> [Written exercise]: Rewrite the listing below with "point out" replaced by "mark" at every occurrence, keeping everything else the same.

[Excerpts of location labeling data]
#####

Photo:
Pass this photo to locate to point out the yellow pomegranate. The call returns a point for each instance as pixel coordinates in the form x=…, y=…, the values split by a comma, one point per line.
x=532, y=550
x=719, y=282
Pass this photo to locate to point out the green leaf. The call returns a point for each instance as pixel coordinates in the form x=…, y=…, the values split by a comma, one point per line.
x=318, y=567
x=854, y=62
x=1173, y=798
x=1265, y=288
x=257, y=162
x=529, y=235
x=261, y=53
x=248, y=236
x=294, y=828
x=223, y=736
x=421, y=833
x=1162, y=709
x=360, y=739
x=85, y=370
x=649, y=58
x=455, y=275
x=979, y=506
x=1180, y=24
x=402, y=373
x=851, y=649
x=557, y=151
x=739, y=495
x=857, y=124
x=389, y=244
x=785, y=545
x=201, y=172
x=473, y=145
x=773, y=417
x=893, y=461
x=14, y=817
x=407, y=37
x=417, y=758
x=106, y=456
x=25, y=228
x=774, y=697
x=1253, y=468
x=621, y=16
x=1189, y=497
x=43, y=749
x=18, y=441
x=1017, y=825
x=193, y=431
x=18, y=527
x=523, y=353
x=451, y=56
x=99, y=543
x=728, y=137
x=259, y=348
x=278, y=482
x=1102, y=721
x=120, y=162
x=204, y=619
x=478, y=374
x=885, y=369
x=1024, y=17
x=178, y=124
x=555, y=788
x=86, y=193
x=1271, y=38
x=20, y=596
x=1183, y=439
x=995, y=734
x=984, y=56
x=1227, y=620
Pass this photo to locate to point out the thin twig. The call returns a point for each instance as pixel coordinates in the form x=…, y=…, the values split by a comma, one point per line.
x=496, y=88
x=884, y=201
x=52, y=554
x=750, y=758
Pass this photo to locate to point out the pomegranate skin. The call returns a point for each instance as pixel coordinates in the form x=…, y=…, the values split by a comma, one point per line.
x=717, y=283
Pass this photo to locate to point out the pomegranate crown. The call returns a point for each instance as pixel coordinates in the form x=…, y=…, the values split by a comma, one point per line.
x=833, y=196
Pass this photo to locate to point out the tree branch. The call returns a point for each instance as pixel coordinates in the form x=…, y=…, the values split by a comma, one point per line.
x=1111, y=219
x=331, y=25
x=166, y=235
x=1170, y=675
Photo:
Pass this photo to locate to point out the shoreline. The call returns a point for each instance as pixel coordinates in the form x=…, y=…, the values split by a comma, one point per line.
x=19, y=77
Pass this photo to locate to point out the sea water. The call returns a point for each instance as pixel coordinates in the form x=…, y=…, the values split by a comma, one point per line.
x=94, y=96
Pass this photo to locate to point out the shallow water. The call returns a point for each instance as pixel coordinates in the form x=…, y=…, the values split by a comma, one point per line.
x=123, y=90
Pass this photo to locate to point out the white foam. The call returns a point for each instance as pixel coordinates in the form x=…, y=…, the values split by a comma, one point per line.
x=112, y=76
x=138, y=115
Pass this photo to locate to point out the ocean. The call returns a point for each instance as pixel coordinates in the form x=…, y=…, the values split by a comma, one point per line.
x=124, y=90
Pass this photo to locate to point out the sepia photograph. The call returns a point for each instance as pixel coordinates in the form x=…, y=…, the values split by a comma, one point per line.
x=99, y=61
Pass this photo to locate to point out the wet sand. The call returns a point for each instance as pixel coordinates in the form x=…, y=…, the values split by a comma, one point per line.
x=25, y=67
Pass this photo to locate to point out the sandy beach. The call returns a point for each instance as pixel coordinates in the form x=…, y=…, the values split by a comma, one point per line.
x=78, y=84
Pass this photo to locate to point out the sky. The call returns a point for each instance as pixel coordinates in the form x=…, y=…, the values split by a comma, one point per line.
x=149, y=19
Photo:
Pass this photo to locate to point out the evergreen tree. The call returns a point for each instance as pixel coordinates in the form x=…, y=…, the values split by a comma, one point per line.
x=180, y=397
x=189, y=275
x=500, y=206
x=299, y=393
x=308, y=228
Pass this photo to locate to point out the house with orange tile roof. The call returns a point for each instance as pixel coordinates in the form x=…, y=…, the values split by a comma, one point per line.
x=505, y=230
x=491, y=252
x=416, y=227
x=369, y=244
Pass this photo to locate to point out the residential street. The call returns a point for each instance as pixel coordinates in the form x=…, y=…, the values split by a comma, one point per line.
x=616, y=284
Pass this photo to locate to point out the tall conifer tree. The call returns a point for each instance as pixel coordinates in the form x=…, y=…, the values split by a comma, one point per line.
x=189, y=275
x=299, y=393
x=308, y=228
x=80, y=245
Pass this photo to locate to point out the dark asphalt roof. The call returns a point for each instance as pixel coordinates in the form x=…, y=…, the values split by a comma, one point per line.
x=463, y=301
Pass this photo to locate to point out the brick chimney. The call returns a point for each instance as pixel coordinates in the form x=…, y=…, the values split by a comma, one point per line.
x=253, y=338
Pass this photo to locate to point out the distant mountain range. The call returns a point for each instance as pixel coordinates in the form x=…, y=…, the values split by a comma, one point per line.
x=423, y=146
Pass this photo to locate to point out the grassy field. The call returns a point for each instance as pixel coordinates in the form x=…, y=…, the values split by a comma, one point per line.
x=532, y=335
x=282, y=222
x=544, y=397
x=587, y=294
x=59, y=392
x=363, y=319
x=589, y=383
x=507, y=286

#####

> [The answer]:
Photo:
Pass this photo to locate to mark the yellow pomegranate. The call returns a point for each instance as pixel coordinates in the form x=…, y=…, the values split by a comma, one point per line.
x=532, y=550
x=719, y=282
Pass this photo to locate to mark the green leaf. The call returns a point for each instance as pixel coordinates in the form x=…, y=…, the values split by a comma, one point per line.
x=318, y=567
x=854, y=62
x=1173, y=798
x=1265, y=288
x=257, y=162
x=529, y=235
x=261, y=53
x=248, y=236
x=294, y=828
x=223, y=736
x=421, y=833
x=1162, y=709
x=360, y=739
x=85, y=370
x=649, y=58
x=455, y=275
x=979, y=506
x=1180, y=24
x=402, y=373
x=851, y=649
x=557, y=151
x=739, y=495
x=857, y=124
x=389, y=244
x=785, y=545
x=201, y=172
x=473, y=145
x=773, y=417
x=893, y=461
x=14, y=817
x=407, y=37
x=417, y=758
x=106, y=456
x=25, y=228
x=774, y=697
x=1253, y=468
x=621, y=16
x=1189, y=497
x=43, y=749
x=18, y=441
x=1017, y=825
x=193, y=431
x=18, y=527
x=523, y=353
x=451, y=56
x=99, y=543
x=728, y=137
x=259, y=348
x=278, y=482
x=1102, y=721
x=120, y=162
x=204, y=619
x=478, y=374
x=885, y=369
x=1024, y=17
x=178, y=124
x=555, y=788
x=86, y=193
x=1271, y=38
x=20, y=596
x=1183, y=439
x=995, y=734
x=984, y=56
x=1227, y=620
Pass this photo to locate to mark the thin twig. The call returns a point for each instance as pixel coordinates in the form x=…, y=…, the values split by a comma, one point per line.
x=496, y=88
x=884, y=201
x=52, y=554
x=750, y=758
Pass this photo to locate to mark the pomegranate skin. The call returns a point for each instance as pixel coordinates in the form x=…, y=…, the values split by a comma, one point per line.
x=717, y=283
Pass this photo to locate to mark the pomegranate crown. The call returns a point for each instance as pixel coordinates in the form x=…, y=…, the values split by a comma, one point per line.
x=833, y=196
Pass this photo to locate to mark the tree branch. The call returns a point for each instance as pixel coordinates in the form x=…, y=…, the values split by a comma, one point per line.
x=1111, y=219
x=331, y=25
x=166, y=235
x=1170, y=675
Photo:
Pass this photo to locate to mark the shoreline. The call returns a point for each instance as pixel coordinates in the form x=…, y=…, the values split by a comma, one point per line.
x=19, y=77
Pass this photo to locate to mark the sea water. The call returns a point for each instance as pixel coordinates in the form x=…, y=…, the values split by a comma, one point per line.
x=94, y=96
Pass this photo to locate to mark the shallow water. The call returns a point for each instance as pixel coordinates in the form x=…, y=…, the values split by a comma, one point per line.
x=123, y=90
Pass this photo to locate to mark the white foam. The call returns a point for each instance as pixel coordinates in the form x=…, y=…, the values split by a comma, one point per line.
x=112, y=76
x=138, y=115
Pass this photo to locate to mark the ocean. The call returns a point for each instance as pixel coordinates in the form x=…, y=…, the values split by a comma, one point per line.
x=124, y=90
Pass this photo to locate to mark the sepia photograph. The call returns a point for each instance as pixel coordinates in the form x=…, y=…, the values split by a comma, one point per line.
x=99, y=61
Pass this photo to locate to mark the wet sand. The call returns a point for each instance as pixel coordinates in the form x=…, y=…, the values split by a comma, one point per line.
x=25, y=67
Pass this photo to locate to mark the sandy beach. The call returns a point for each instance as pixel coordinates in the form x=…, y=…, the values split by a comma, one point per line.
x=78, y=84
Pass this photo to locate to mark the sky. The call returns a point for each instance as pixel coordinates in the form x=…, y=…, the values split by a comma, one point per line.
x=149, y=19
Photo:
Pass this photo to locate to mark the evergreen tree. The call returns a point for each instance as pixel coordinates in the form x=…, y=…, the values split by a comma, one point per line.
x=180, y=397
x=189, y=275
x=500, y=206
x=299, y=393
x=308, y=228
Pass this photo to locate to mark the house with orange tile roof. The call returns a point for each instance as pixel coordinates in the form x=…, y=…, the values split by a comma, one point per line.
x=505, y=230
x=491, y=252
x=416, y=227
x=369, y=244
Pass this photo to locate to mark the residential street. The call returns a point for each instance as pixel coordinates in the form x=…, y=…, the values split by a comma, one point per line.
x=616, y=284
Pass this photo to locate to mark the tall conifer tree. The call returns a point for each instance as pixel coordinates in the form x=…, y=…, the values split by a comma, one point per line.
x=189, y=275
x=299, y=393
x=308, y=228
x=80, y=245
Pass this photo to locate to mark the dark asphalt roof. The call returns a point for each instance as pixel coordinates in the form x=…, y=…, the values split by a comma, one point per line.
x=463, y=301
Pass this photo to locate to mark the brick chimney. The call returns a point for each instance as pixel coordinates in the form x=…, y=…, the values split by a comma, one point per line.
x=253, y=338
Pass this photo to locate to mark the distant mountain range. The call returns a point for each instance as pixel coordinates in the form x=…, y=…, the values split by a comma, one point per line.
x=423, y=146
Pass this photo to locate to mark the grassy field. The call returns a point for each instance as pixel coordinates in the form x=…, y=…, the values split by a comma, one point per line.
x=532, y=335
x=282, y=222
x=544, y=397
x=587, y=294
x=59, y=392
x=363, y=319
x=589, y=383
x=507, y=286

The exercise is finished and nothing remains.